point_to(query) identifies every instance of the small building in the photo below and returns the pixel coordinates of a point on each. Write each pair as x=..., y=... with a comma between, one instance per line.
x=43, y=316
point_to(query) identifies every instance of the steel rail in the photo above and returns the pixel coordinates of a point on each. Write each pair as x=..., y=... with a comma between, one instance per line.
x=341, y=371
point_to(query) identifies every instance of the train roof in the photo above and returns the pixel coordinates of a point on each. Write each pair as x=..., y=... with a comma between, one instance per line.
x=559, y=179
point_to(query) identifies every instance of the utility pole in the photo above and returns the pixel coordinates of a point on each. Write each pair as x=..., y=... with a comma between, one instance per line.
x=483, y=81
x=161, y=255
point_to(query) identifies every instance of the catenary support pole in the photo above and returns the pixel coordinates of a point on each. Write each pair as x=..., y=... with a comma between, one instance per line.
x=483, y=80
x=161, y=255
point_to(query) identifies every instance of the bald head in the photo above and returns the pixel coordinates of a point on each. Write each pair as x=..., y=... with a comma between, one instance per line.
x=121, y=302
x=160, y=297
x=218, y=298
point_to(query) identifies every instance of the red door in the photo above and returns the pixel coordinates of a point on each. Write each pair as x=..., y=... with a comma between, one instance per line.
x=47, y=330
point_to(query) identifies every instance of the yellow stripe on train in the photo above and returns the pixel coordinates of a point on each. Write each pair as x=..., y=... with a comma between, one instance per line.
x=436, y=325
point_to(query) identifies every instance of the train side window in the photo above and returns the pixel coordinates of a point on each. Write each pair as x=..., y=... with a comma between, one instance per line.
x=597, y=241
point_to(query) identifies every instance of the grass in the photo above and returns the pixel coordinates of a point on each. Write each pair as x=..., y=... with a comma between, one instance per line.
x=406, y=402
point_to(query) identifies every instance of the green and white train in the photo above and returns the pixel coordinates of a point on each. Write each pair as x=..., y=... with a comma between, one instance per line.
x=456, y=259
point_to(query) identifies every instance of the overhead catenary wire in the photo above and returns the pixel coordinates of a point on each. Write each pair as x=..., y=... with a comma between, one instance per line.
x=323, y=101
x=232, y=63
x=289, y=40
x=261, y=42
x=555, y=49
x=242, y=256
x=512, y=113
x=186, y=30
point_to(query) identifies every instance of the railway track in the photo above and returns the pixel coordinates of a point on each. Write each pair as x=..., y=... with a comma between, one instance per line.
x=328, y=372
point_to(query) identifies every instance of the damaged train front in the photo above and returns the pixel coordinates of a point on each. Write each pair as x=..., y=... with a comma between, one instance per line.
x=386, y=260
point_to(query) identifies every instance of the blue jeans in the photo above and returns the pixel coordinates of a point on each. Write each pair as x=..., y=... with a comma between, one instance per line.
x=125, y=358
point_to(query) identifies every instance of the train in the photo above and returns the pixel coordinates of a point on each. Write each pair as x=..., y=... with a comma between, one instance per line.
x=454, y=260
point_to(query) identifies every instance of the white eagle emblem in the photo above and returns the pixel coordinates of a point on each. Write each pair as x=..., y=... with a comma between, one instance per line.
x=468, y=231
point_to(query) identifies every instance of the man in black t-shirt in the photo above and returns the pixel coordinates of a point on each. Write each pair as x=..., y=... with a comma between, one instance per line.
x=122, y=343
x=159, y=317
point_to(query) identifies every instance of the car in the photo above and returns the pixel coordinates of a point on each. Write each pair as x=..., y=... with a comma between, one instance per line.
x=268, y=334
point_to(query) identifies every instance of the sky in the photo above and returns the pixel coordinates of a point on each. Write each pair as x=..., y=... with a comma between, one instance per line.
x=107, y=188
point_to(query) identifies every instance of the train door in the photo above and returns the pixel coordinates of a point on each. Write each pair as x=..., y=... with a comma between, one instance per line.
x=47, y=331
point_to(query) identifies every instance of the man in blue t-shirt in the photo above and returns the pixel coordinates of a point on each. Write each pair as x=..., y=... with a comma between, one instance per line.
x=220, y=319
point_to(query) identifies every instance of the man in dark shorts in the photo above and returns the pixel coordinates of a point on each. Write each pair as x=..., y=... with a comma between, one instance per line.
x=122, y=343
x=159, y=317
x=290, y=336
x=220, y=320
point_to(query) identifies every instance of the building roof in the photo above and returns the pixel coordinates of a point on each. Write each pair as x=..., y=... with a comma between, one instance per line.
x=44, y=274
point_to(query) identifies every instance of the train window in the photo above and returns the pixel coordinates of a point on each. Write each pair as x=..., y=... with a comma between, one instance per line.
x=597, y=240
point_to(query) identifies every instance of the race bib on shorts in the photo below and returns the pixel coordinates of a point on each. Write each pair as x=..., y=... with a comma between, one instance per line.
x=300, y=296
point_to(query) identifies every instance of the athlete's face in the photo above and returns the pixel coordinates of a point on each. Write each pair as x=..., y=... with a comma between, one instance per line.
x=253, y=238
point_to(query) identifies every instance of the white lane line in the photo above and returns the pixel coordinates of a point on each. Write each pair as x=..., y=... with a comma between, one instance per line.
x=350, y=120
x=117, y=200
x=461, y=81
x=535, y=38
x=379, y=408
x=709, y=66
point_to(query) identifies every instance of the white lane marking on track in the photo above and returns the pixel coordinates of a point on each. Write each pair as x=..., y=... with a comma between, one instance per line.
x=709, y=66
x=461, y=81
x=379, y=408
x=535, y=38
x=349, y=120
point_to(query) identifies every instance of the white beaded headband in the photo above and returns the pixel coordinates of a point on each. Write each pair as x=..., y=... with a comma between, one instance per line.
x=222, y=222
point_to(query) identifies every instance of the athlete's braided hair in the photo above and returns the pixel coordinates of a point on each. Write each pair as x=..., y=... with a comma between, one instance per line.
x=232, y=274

= = = = = = =

_Work request_. Please reproduce each entry exactly as it appears.

_Solution below_.
point_to(query) identifies every instance of the small building in the photo below and returns the pixel coordinates of a point on each. Write each pair as x=..., y=... with a comma between, one instance per line.
x=43, y=316
point_to(query) identifies every instance of the steel rail in the photo above and returns the pixel coordinates of a point on each. Write each pair as x=..., y=... with a comma between, one instance per line.
x=341, y=371
point_to(query) identifies every instance of the train roof in the photo above and returns the pixel coordinates of a point on each. Write each pair as x=..., y=... with a comma between, one instance per line.
x=559, y=179
point_to(query) identifies every instance of the utility pole in the photo above and returns the pixel coordinates of a point on each. Write each pair as x=..., y=... with a comma between, one instance per line.
x=483, y=81
x=161, y=255
point_to(query) identifies every instance of the catenary support pole in the photo above and returns the pixel coordinates of a point on each. Write each pair as x=..., y=... with a comma between, one instance per line.
x=483, y=80
x=161, y=255
point_to(query) identifies every instance of the bald head in the photo above and returns the pixel coordinates of a point on each. Write each pair as x=..., y=... with a comma between, one instance per line.
x=121, y=302
x=160, y=297
x=218, y=298
point_to(query) identifies every instance of the red door in the photo above and returns the pixel coordinates of a point on each. Write each pair as x=..., y=... with a comma between, one instance per line.
x=47, y=330
point_to(query) identifies every instance of the yellow stripe on train in the photo above and returns the pixel coordinates of a point on each. Write each pair as x=..., y=... with a comma between, one instance per line.
x=436, y=325
point_to(query) identifies every instance of the train side window in the photo above and returns the pixel coordinates of a point on each. Write each pair as x=..., y=... with a comma between, one instance per line.
x=597, y=241
point_to(query) identifies every instance of the grass in the photo above and returns the pixel coordinates of a point on each. Write each pair as x=..., y=... with a comma between, one instance per line.
x=406, y=402
point_to(query) identifies every instance of the green and white train in the photo above and returns the pixel coordinates of a point on each. Write each pair as x=..., y=... with a comma between, one instance per line.
x=456, y=259
point_to(query) identifies every instance of the overhead catenary wire in the photo above and returns the pixel coordinates of a point on each. Write each pair as x=..., y=... with a comma between, one instance per line.
x=323, y=101
x=232, y=63
x=289, y=40
x=261, y=42
x=555, y=49
x=242, y=256
x=512, y=113
x=186, y=30
point_to(query) identifies every instance of the railway track in the photo above and returns the pixel coordinates of a point on each. Write each pair as x=..., y=... with a comma between, one instance per line.
x=328, y=372
point_to(query) identifies every instance of the damaged train front in the photo above and returns the pixel coordinates of a point on each. Write each pair as x=..., y=... with a comma between, one instance per line.
x=386, y=260
point_to(query) identifies every instance of the blue jeans in the photo above and returns the pixel coordinates of a point on each. Write each pair as x=..., y=... with a comma between, one instance per line.
x=125, y=358
point_to(query) identifies every instance of the train in the photo above and returns the pixel coordinates of a point on each. Write each pair as x=..., y=... with a comma between, one instance per line.
x=454, y=260
point_to(query) identifies every instance of the white eagle emblem in the photo above and returns the pixel coordinates of a point on each. Write each pair as x=..., y=... with a comma between, one instance per line.
x=468, y=231
point_to(query) identifies every instance of the man in black t-shirt in the photo above and returns the pixel coordinates of a point on each. Write each pair as x=..., y=... with a comma between, one instance per line.
x=122, y=343
x=159, y=317
point_to(query) identifies every instance of the car in the photo above and returns the pixel coordinates of a point on each. Write each pair as x=..., y=... with a comma between, one instance per line.
x=268, y=334
point_to(query) identifies every instance of the sky in the photo above and returns the pixel coordinates of a point on each. Write each pair as x=..., y=... with a comma between, one instance per line.
x=107, y=188
point_to(query) identifies every instance of the train door in the photo above and returns the pixel coordinates of a point on each. Write each pair as x=..., y=... with a comma between, one instance per line.
x=47, y=331
point_to(query) identifies every instance of the man in blue t-shirt in the photo above and returns the pixel coordinates of a point on each. Write each pair as x=..., y=... with a comma between, one instance per line.
x=220, y=319
point_to(query) identifies every instance of the man in dark shorts in the photo above and returns the pixel coordinates of a point on each. Write each pair as x=..., y=... with a comma between, one instance per line.
x=122, y=343
x=159, y=317
x=290, y=336
x=220, y=320
point_to(query) identifies every instance of the building roof in the photo above and returns the pixel coordinates of a point on each. Write each pair as x=..., y=... with a comma between, one instance per line.
x=44, y=274
point_to(query) identifies every instance of the train window in the photo above and returns the pixel coordinates of a point on each. Write each pair as x=..., y=... with a comma between, one instance per line.
x=597, y=240
point_to(query) identifies every instance of the race bib on shorts in the photo below and returns the pixel coordinates of a point on each. Write each pair as x=..., y=... with a comma between, one instance per line.
x=300, y=296
point_to(query) identifies every instance of the athlete's face in the photo above and returns the pixel coordinates of a point on each. Write each pair as x=..., y=... with a comma between, one instance per line.
x=253, y=238
point_to(query) identifies every instance of the white lane line in the photo above and returns the pixel coordinates of a point on each. Write each pair as x=..., y=... with a comma between, one instance per line.
x=350, y=120
x=117, y=200
x=461, y=81
x=535, y=38
x=379, y=408
x=709, y=66
point_to(query) identifies every instance of the white lane marking on track in the photo above and returns the pixel coordinates of a point on each. Write each pair as x=..., y=... with a comma between, one instance per line.
x=709, y=66
x=461, y=81
x=379, y=408
x=535, y=38
x=349, y=120
point_to(query) identifies every instance of the white beaded headband in the photo above and returns the pixel coordinates of a point on each. Write each pair as x=..., y=... with a comma between, one instance per line.
x=222, y=222
point_to(query) identifies every instance of the athlete's braided hair in the photo above and returns the pixel coordinates of a point on each. Write each pair as x=..., y=... with a comma between, one instance per line.
x=232, y=274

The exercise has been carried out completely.